→ Exercise brief
Look through the material beneath and copy each line with the word "below".

------------------------------------------------------------

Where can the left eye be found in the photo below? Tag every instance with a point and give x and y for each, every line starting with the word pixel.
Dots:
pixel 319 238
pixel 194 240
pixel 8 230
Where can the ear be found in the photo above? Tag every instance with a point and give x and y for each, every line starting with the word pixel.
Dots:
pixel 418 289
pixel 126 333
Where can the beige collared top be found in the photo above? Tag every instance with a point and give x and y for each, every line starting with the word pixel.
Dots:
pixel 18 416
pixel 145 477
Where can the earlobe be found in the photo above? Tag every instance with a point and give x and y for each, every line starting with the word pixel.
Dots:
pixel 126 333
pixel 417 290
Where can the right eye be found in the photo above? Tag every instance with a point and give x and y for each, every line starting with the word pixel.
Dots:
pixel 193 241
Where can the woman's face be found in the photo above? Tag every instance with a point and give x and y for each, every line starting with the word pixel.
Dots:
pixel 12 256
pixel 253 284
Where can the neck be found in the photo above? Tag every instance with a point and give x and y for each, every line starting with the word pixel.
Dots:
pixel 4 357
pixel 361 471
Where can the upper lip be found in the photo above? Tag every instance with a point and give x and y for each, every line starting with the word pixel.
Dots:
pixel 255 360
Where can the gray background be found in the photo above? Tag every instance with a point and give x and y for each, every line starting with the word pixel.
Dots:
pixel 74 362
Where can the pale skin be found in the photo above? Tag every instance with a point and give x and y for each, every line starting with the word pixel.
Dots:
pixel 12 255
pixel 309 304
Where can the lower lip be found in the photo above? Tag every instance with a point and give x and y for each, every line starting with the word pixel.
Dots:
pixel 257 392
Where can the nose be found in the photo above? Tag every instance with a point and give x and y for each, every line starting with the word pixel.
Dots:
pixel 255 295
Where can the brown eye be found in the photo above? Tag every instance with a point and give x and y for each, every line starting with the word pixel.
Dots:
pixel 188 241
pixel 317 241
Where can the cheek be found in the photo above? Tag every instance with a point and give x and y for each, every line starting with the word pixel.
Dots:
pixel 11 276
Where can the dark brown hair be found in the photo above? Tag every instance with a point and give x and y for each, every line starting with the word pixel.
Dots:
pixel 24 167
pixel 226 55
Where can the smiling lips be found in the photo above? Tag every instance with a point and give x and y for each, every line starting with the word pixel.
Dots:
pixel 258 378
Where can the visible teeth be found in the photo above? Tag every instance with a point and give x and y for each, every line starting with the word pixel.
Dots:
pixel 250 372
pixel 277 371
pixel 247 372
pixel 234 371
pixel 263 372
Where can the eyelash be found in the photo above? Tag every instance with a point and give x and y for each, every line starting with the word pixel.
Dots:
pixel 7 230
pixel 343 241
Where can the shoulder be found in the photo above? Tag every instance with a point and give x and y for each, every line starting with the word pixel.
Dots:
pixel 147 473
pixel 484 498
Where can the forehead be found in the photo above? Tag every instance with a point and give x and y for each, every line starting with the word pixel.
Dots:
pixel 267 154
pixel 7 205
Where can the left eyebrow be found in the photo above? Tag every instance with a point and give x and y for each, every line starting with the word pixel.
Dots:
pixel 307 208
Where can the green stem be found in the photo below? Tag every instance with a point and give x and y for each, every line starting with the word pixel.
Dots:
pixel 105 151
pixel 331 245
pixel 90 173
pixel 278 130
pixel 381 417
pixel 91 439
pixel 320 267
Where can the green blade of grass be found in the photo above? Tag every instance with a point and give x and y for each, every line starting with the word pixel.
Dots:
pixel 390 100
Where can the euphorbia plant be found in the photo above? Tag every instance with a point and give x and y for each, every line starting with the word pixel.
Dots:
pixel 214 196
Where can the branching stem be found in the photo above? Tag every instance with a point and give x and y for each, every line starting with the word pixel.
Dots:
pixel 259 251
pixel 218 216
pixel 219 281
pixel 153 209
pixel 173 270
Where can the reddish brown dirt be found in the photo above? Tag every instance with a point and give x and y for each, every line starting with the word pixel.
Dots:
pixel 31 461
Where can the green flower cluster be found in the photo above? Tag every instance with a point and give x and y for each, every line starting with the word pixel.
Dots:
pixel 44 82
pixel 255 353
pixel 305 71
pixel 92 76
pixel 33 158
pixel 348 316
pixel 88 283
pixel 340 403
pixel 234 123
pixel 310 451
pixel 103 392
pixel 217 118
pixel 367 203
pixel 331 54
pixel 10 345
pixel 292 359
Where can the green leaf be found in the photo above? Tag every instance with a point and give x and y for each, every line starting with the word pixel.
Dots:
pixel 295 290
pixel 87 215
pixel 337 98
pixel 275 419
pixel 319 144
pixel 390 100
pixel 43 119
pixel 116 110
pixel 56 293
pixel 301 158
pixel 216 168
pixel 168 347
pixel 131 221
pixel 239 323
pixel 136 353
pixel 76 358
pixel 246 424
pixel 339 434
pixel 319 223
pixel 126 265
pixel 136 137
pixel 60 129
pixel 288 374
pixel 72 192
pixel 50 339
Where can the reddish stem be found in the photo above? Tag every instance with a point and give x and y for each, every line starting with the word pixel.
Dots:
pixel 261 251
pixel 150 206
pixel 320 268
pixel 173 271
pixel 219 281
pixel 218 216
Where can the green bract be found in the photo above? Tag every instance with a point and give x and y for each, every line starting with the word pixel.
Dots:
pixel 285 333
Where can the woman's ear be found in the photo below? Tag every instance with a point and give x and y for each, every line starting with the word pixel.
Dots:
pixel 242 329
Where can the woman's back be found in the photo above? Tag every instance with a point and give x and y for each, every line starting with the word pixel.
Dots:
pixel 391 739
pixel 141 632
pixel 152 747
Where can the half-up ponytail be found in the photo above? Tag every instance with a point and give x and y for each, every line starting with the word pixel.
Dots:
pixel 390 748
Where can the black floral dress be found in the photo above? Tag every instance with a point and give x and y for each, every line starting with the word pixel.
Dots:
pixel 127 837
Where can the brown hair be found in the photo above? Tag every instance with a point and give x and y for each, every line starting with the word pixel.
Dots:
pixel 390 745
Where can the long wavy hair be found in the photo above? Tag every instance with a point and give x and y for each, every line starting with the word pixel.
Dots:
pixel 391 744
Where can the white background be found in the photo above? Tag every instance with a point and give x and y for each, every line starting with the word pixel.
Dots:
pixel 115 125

------------------------------------------------------------

→ Task output
Where can the left eye be found in the photo below? Tag every instance with a point and give x and y for each, every line starting with the word pixel.
Where can the green stem be found in the photo below? Tag every instance with a point and give x and y for each, every line starting with the word pixel.
Where can the woman's ear be found in the photo below? Tag every instance with a point and give x and y for each, every line starting with the word pixel.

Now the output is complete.